**PROBLEMS TO WORK ON**.
A. Please extract the stretch of the post on moral relativism from "For the past" through "their respective fields.", copying it word for word.
B. Pick up the post on moral relativism after its final sentence and carry it forward.

Somebody should have told Pontius Pilate!
As some of you know, in my day job (which my wife would argue is my only job, since I spend too much time on the couch when I'm home!), I work as a news editorial manager at a local television station, where, among other things, I help shape the content of our newscasts.
For the past several months, we have invited different "newsmakers" to our newsroom to meet the staff and talk about relevant issues that they deal with in their respective fields.
We recently had a local mayor at our station, who shared his perspectives on what it's like to govern a large and complex government body and some of the challenges he faces in doing so.
At one point, the mayor was asked about the moral and legal dichotomy of dealing with entities and businesses, who may be circumventing the law through shady operations but are legally allowed to bid and attain government contracts.
The mayor thought for a minute and then made a curious statement. He said, "What is moral is subject to debate but what is legal is not."
I noticed an awestruck reaction by a couple of our staffers, including one who asked him to repeat it so he could write it down.
I too wrote it down but it was for a different reason. There was something innately wrong with his claim but I couldn't quite place it right away. I spent the remainder of the meeting wrestling with the answer.
It soon came to me. It was laced with a sense of moral relativism that has become all too familiar in the mindset of many in our society.
Pope Benedict once wrote, "We are building a dictatorship of relativism that does not recognize anything as definitive and whose ultimate standard consists solely of one's own ego and desire."
I'm not suggesting the mayor was being egocentric but his answer seems to indicate the prevailing influence of the culture, which promotes that one man's truth is equal to that of another when it comes to morality and everyone decides on that morality, according to their personal perspective on life.
|These really tick me off...|
Now, if morality is debatable then so is right and wrong, good and evil, and fair and unfair.
Moreover, as I told a co-worker who agreed with the mayor, if morality is open to debate, and trumped by the rule of law, then the Nazis rounding up the Jews in Hitler's Germany and putting them to death in concentration camps was totally acceptable, since it was legal, as would be the capture, imprisonment and trade of black males, rounded up in Africa and sold as slaves in the U.S.

**PROVIDED MATERIAL**.

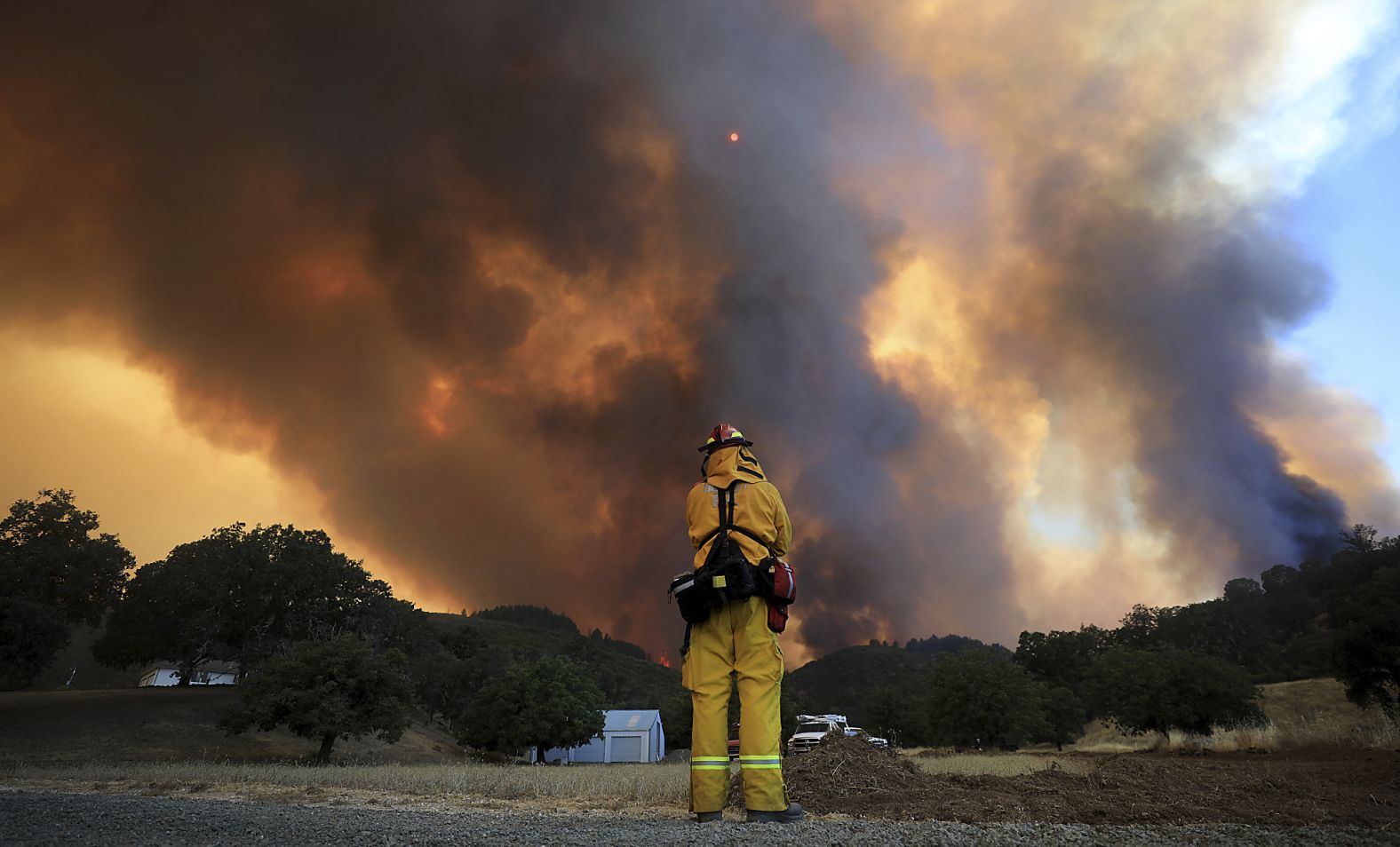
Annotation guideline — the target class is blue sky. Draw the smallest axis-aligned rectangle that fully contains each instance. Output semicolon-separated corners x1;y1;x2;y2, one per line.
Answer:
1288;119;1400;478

* * *

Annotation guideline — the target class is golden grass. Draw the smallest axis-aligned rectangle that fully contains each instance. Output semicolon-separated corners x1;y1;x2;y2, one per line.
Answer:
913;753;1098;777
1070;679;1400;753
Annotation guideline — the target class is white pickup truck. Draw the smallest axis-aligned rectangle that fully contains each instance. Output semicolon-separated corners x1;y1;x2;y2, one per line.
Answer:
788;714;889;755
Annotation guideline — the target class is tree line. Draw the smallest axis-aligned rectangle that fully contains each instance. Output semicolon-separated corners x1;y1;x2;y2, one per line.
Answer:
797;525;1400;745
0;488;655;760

---

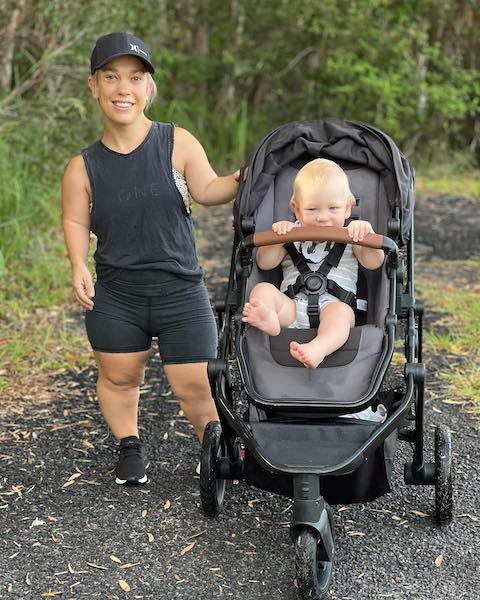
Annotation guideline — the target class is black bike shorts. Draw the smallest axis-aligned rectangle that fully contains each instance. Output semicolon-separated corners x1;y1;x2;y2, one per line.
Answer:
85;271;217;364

**TASK-BY-TASK ANSWERS**.
A.
For the past several months, we have invited different "newsmakers" to our newsroom to meet the staff and talk about relevant issues that they deal with in their respective fields.

B.
Or how about starvation of millions for the "common good," as Stalin did in Russia, or rape, murder and torture; are these also moraly debatable?
Most of us would agree, no matter what side of the political spectrum we call home or faith background, that there are definite truths that transcend personal opinion.
Pilate himself wrestled with this moral dilemma when he asked, "What is truth?," as he considered the fate of an innocent man, whose enemies wanted crucified.
Furthermore, even if morality were debatable, there would have to be a definite moral standard or truth that we could all agree on, or what would be the purpose of debating in the first place?
In Mere Christianity, C.S. Lewis wrote, "Quarreling (aka debating) means trying to show that the other man is in the wrong. And there would be no sense in trying to do that unless you and he had some sort of agreement as to what Right and Wrong are; just as there would be no sense in saying that a footballer had committed a foul unless there was some agreement about the rules of football."
Therefore, despite the mayor's catchy quote, which captured the imagination of many in the room, morality is not debatable and trying to justify one's actions by it's legal implications or pressure being applied is like Pontius Pilate washing his hands and letting the innocent man die because of the unruly crowd.
Fulton Sheen said it best, "Moral principles do not depend on a majority vote. Wrong is wrong, even if everybody is wrong. Right is right, even if nobody is right."...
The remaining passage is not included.